Please list every actor named in the Lymelife review below.
----- Given passage
Sunday, July 04, 2010

Review - Lymelife


If you think suburban life is hell, try watching movies about how suburban life is hell. Derick Martini's Lymelife might be based on the director's own upbringing (he wrote the screenplay with his brother Steven) but for many viewers, the film will feel all too familiar. In particular, Lymelife can't escape the shadow of The Ice Storm, a film that covered similar themes in a similar setting but with greater insight and class, and the Martinis' personal connection to the material isn't enough to give the events they depict any resonance. Every cliché of the suburban family drama is here – a stifling sense of conformity, marriages crumbling, teens getting their first taste of sex and drugs – and despite the best efforts of the cast, Lymelife just goes over old ground without ever unearthing anything that feels fresh.

Lymelife is set in Long Island in 1979, with that era's outbreak of Lyme disease giving the Martinis a handy ready-made metaphor to play with. Charlie Bragg (a sweaty and bedraggled Timothy Hutton)
has been suffering from the illness for a year, which has put a strain on his relationship with wife Melissa (Cynthia Nixon). As Charlie deteriorates, Melissa takes solace in the arms of her co-worker Mickey Bartlett (Alec Baldwin), whose relationship with his own wife (Jill Hennessy) has hit the skids, a fact that Mickey seems to be unaware of or wilfully ignoring as he ploughs ahead with his plans to build a dream home for his family. Our guide to all of this frustration and misery is 15 year-old Jimmy (Kieran Culkin) who is going through a particularly difficult period in his life, yearning for the Braggs' precocious and seductive daughter (Emma Roberts) while trying to avoid the wrath of the school bullies, and his coming-of-age is the film's central narrative strand.

I suppose there's nothing really wrong with Lymelife, there's just not a great deal to get excited about with it either. The film is well acted by its cast, with Baldwin, Culkin and Hutton giving particularly strong performances, and a couple of scenes have a raw emotional edge. Martini also has a decent visual sense as a director, composing his shorts cleanly and confidently, and he creates an authentic period atmosphere, even if his soundtrack selections have a lazy "hits of the seventies" feel about them. Lymelife's attempts at comedy tend to fall flat, with one scene, the morning after Jimmy loses his virginity, being a misjudgement for all involved, but he cleverly sustains a sense of tension as the film builds towards its tragic finale. Some viewers, however, may find themselves thinking about American Beauty as this finale unfolds, and that's Lymelife's problem; everything it does reminds us of something else. One aspect of the script did stand out for me – the constant mentions of Jimmy's older brother being called up to fight in the Falklands, a conflict that took place years after the events of this film, and one that had no US involvement. That such a sloppy error could have survived every stage of the film's production and found its way into the final cut is perhaps the only thing about Lymelife that's truly remarkable.
----------
----- Recorded data
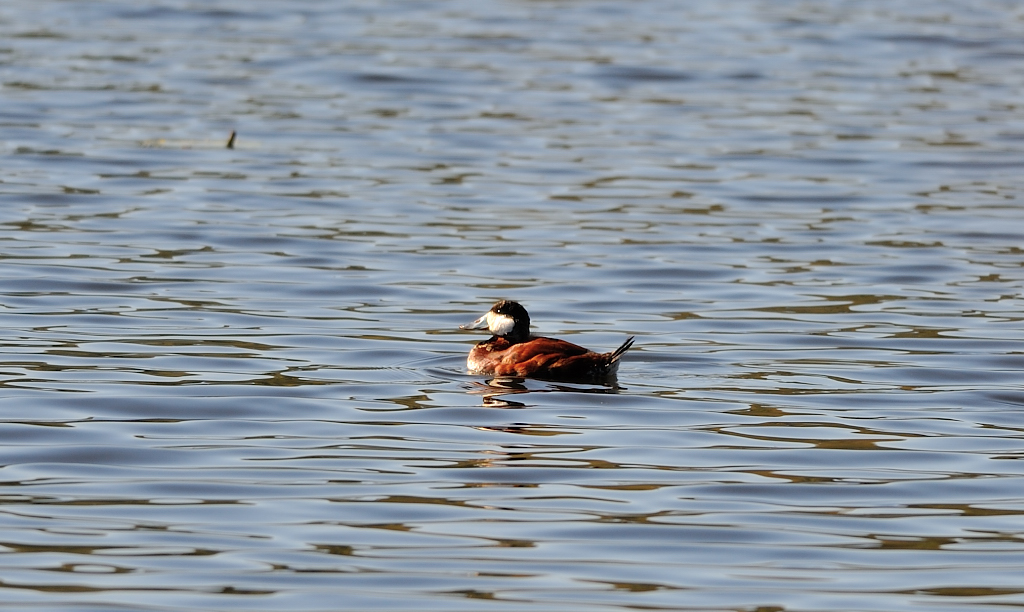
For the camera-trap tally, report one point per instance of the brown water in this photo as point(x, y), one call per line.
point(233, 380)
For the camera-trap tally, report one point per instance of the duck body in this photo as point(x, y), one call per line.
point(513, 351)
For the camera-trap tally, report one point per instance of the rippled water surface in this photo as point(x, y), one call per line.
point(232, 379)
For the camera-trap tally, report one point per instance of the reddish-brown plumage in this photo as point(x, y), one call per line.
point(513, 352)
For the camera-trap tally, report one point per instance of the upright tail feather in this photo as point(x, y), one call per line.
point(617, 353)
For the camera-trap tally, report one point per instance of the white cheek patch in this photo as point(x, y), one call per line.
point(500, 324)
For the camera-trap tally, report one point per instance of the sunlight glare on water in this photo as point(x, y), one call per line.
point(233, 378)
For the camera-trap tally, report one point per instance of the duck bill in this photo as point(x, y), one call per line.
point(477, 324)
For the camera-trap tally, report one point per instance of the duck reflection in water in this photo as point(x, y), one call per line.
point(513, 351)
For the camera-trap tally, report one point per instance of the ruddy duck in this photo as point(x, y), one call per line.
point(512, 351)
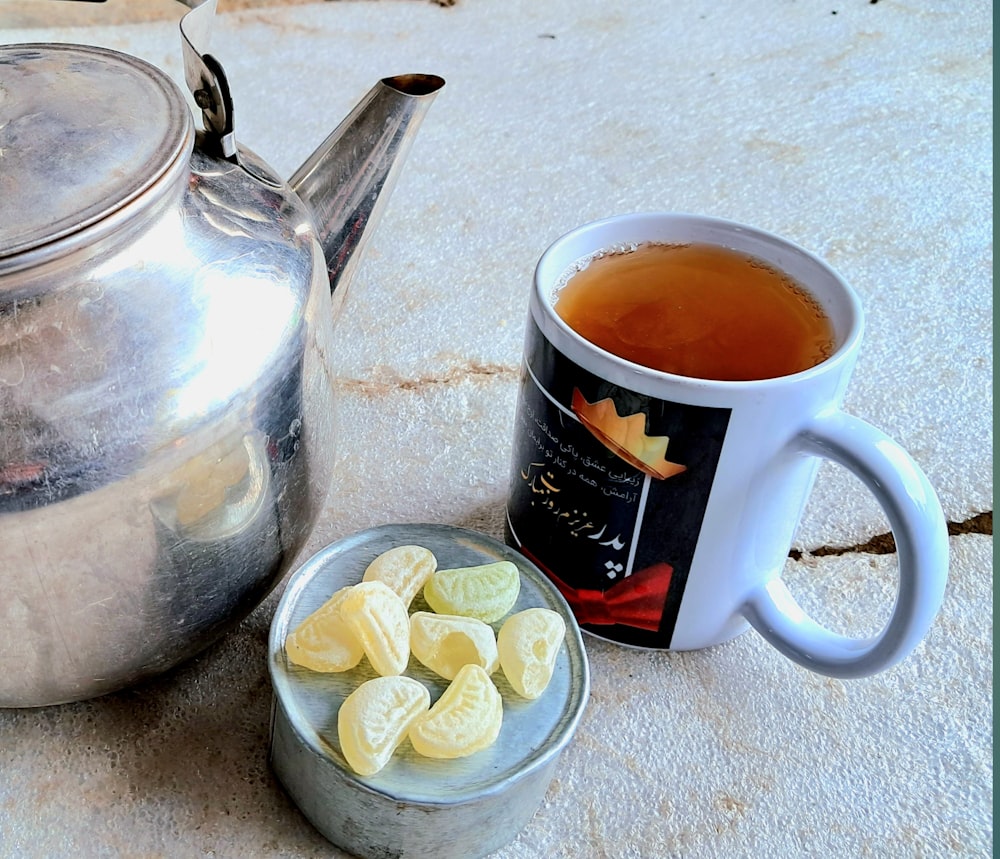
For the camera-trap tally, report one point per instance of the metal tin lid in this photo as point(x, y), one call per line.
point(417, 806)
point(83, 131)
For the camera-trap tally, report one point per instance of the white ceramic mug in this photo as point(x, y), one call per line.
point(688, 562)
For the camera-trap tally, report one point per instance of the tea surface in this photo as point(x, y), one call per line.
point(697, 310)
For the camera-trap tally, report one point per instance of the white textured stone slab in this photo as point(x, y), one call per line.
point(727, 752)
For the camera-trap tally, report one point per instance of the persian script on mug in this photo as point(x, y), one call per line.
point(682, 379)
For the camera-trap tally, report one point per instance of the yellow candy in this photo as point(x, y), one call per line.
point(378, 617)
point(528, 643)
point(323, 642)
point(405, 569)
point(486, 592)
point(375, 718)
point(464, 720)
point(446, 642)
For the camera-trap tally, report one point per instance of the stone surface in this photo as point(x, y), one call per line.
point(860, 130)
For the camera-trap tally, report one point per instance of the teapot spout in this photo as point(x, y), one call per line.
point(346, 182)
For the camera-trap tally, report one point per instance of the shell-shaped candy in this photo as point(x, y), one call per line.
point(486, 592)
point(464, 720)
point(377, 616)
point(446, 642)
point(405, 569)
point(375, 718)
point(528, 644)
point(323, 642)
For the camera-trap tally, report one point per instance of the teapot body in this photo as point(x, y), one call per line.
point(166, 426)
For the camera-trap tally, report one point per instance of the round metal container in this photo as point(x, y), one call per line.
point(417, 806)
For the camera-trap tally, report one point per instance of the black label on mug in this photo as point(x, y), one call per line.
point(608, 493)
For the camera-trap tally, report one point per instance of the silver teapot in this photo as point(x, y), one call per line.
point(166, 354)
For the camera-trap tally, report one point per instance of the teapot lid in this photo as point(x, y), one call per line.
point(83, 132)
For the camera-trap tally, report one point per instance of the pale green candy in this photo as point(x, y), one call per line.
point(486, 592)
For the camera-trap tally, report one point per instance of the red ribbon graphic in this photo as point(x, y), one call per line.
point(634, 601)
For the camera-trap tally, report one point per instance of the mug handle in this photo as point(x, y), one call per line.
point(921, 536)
----------
----- Recorded data
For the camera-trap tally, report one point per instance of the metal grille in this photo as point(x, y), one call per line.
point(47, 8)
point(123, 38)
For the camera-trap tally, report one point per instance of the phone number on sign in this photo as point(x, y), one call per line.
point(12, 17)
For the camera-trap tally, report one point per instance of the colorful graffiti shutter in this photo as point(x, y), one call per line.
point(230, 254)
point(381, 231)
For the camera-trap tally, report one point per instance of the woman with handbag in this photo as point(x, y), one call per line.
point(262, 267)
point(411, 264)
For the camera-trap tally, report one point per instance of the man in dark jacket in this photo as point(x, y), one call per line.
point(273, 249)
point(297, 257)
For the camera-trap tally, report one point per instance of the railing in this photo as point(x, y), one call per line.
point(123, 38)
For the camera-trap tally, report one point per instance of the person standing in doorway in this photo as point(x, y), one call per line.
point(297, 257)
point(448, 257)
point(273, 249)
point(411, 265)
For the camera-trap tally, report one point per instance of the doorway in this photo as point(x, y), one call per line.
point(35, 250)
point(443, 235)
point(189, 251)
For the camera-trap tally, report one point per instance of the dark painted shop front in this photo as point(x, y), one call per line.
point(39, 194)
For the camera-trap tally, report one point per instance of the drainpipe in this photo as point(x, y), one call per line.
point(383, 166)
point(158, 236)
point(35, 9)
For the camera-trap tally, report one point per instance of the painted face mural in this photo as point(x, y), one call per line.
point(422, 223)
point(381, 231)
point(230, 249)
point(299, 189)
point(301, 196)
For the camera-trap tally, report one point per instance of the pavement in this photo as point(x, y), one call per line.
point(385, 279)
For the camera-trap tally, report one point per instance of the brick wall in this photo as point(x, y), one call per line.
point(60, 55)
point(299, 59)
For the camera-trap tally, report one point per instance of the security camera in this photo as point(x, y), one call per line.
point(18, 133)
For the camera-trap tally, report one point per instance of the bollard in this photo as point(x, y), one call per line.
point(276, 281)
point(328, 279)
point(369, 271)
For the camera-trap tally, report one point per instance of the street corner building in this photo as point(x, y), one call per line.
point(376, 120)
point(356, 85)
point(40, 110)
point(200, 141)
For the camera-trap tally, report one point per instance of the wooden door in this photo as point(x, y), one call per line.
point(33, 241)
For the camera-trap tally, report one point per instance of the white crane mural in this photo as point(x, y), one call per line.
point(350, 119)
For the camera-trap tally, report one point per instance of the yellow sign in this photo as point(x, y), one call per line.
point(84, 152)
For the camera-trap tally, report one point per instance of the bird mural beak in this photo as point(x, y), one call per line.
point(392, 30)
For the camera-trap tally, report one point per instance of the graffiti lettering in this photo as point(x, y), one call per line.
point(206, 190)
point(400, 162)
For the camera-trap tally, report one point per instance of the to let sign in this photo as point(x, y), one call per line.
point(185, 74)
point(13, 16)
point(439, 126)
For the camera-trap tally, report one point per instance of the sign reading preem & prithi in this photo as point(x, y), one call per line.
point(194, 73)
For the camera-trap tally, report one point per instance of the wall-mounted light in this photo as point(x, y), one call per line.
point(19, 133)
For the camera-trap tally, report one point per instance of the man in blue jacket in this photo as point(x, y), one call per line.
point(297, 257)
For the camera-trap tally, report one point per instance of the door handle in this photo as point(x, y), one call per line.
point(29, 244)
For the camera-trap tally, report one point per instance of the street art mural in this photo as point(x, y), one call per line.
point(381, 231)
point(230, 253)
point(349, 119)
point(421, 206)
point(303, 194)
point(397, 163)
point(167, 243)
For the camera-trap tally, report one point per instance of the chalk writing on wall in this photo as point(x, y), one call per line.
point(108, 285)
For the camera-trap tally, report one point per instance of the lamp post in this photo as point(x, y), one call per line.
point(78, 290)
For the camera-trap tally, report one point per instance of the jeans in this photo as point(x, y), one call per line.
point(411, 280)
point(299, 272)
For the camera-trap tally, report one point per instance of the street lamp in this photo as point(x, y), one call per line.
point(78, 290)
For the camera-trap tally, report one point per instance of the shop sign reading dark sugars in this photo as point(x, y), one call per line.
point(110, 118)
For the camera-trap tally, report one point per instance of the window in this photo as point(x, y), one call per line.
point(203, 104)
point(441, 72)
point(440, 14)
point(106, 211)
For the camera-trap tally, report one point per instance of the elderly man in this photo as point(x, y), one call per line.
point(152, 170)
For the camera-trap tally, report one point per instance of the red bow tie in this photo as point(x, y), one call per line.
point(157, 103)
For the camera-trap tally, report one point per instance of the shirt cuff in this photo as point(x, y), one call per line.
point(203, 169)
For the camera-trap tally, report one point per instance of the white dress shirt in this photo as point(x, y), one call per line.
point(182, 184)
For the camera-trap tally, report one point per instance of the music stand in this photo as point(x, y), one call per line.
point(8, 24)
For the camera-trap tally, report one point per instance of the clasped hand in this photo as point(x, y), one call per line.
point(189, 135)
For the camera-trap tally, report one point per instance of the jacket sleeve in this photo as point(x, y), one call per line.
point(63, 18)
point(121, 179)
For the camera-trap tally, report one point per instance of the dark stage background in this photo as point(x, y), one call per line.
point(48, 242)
----------
----- Recorded data
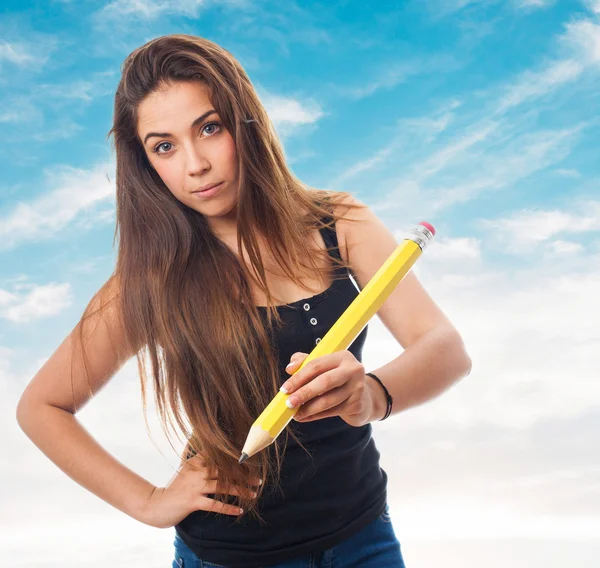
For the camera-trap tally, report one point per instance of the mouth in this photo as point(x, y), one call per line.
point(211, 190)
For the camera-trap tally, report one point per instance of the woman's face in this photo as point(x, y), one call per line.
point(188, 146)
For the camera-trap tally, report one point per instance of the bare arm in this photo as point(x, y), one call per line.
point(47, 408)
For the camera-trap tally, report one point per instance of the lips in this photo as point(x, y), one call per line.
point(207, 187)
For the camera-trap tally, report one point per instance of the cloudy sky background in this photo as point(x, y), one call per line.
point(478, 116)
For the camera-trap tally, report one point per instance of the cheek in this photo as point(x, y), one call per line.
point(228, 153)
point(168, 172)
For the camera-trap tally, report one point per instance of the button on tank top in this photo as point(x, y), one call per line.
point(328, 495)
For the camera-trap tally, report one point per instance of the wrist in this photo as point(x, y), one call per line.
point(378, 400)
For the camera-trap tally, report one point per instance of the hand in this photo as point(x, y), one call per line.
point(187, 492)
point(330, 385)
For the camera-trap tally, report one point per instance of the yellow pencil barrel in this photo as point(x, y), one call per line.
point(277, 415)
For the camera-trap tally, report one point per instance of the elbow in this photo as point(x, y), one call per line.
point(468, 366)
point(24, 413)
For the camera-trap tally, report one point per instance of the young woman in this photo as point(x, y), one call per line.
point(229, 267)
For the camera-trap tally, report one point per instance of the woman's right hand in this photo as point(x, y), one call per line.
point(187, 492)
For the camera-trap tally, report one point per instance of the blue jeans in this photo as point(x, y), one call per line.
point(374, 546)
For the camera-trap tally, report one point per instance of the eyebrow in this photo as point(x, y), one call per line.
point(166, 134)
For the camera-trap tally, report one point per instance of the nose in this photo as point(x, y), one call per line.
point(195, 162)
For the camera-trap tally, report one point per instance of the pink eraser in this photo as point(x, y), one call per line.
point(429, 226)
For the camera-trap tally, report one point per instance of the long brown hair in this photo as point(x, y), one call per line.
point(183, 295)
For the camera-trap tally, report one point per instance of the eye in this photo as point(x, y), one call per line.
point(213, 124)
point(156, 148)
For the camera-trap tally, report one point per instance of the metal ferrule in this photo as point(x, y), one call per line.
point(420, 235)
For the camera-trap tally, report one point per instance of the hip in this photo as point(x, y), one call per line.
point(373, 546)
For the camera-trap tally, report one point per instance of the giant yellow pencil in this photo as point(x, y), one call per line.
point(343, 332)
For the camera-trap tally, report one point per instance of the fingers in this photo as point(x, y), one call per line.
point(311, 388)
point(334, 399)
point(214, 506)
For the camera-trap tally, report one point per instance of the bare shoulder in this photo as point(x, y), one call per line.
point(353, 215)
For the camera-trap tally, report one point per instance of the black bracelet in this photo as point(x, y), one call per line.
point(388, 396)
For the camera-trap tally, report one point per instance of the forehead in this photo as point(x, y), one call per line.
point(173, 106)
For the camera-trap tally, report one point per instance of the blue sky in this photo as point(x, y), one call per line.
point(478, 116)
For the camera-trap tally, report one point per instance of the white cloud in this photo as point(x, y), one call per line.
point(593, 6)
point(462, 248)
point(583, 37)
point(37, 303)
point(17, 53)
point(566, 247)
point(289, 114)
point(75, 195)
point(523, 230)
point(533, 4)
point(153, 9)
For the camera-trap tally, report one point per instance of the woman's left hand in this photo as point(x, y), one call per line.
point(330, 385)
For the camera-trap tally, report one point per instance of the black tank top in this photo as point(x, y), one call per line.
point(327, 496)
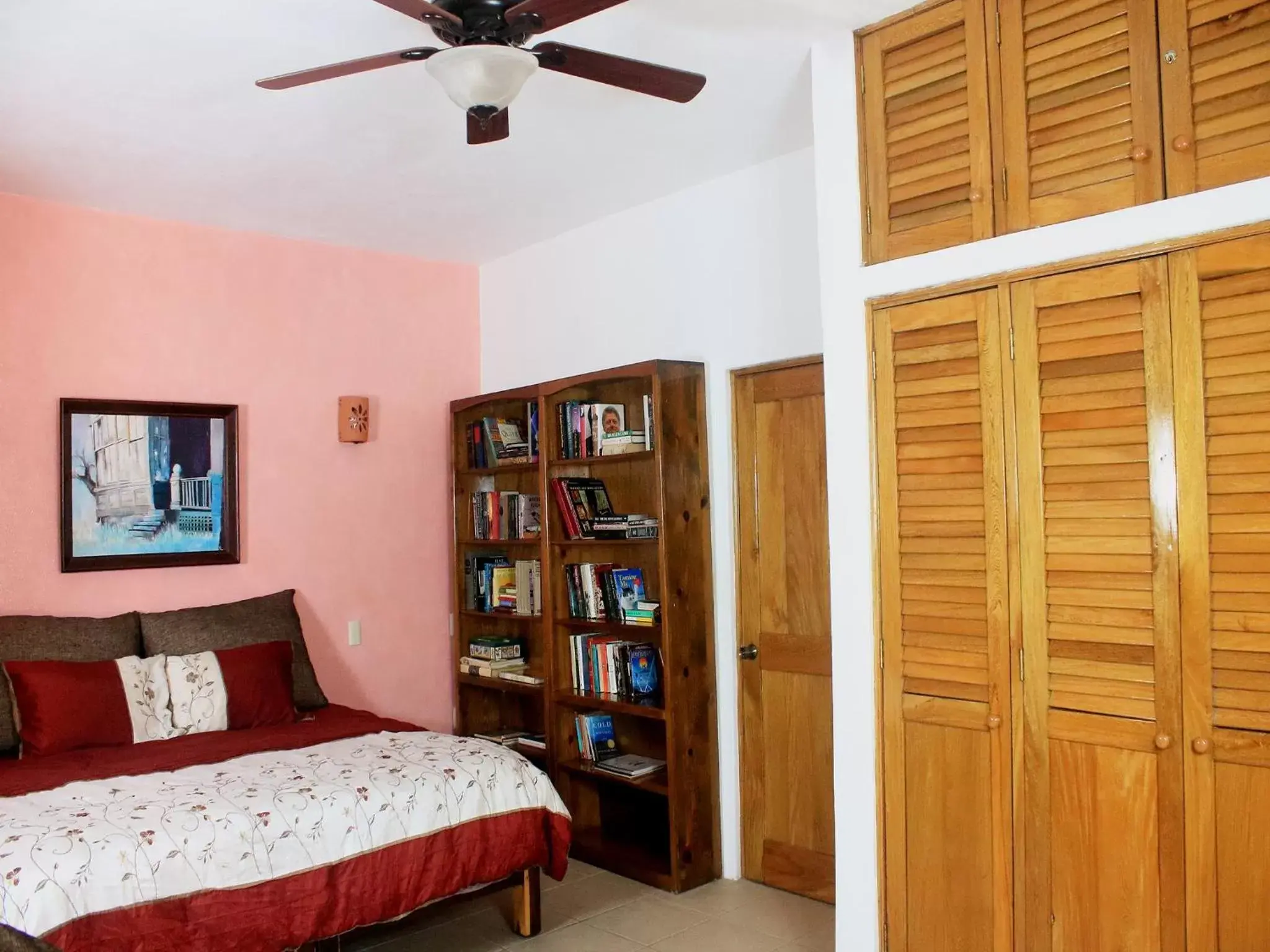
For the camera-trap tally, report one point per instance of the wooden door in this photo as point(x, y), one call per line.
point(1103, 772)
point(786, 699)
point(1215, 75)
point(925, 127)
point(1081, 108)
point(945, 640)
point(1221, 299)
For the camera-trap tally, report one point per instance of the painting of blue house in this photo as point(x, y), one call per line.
----------
#### [Result below]
Timothy Hutton, Cynthia Nixon, Alec Baldwin, Jill Hennessy, Kieran Culkin, Emma Roberts